Assignment: Render this sentence from the article on Smith & Nephew's revised revenue targets in Spanish: "Cevian Capital, a Swedish activist investor, disclosed its stake in Smith & Nephew in July, noting the company’s attractive businesses in growing markets."

Smith & Nephew, a major medical technology company, has adjusted its revenue targets for the full year due to a slowdown in demand in China. The company originally expected revenue growth between 5% and 6%, but has now revised it to 4.5%. This change is a result of challenges faced in China, leading to a 13.33% decrease in the company’s share price.
The medical goods market in China has been impacted by the country’s efforts to introduce more competitive tenders for pharmaceuticals and devices through the value-based procurement program. This has led to lower prices for products and posed a challenge for Smith & Nephew. Despite this setback, the company reported a 4% increase in third-quarter revenues, reaching $1.41 billion.
Based in Watford, Hertfordshire, Smith & Nephew operates globally and specializes in various medical divisions such as orthopaedics, sports medicine, ear, nose, and throat, and wound management. The company’s CEO, Deepak Nath, acknowledged the difficulties faced in China but highlighted strong performance in the sports medicine division. He emphasized the company’s focus on long-term growth drivers, including robotics adoption and product innovation.
Cevian Capital, a Swedish activist investor, disclosed its stake in Smith & Nephew in July, noting the company’s attractive businesses in growing markets. However, Cevian Capital also highlighted the need for operational improvements and cost savings across different business areas. The company’s orthopaedics division, in particular, was identified as an area requiring attention.

Record set:
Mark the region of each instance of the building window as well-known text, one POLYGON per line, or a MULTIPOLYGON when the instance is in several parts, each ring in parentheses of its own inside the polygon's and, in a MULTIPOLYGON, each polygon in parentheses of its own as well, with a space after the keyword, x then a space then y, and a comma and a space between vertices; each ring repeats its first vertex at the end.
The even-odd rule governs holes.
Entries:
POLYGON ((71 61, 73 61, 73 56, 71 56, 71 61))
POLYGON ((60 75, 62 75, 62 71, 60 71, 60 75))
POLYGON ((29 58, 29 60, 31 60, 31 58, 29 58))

Task output: Cevian Capital, un inversor activista sueco, reveló su participación en Smith & Nephew en julio, destacando los atractivos negocios de la empresa en mercados en crecimiento.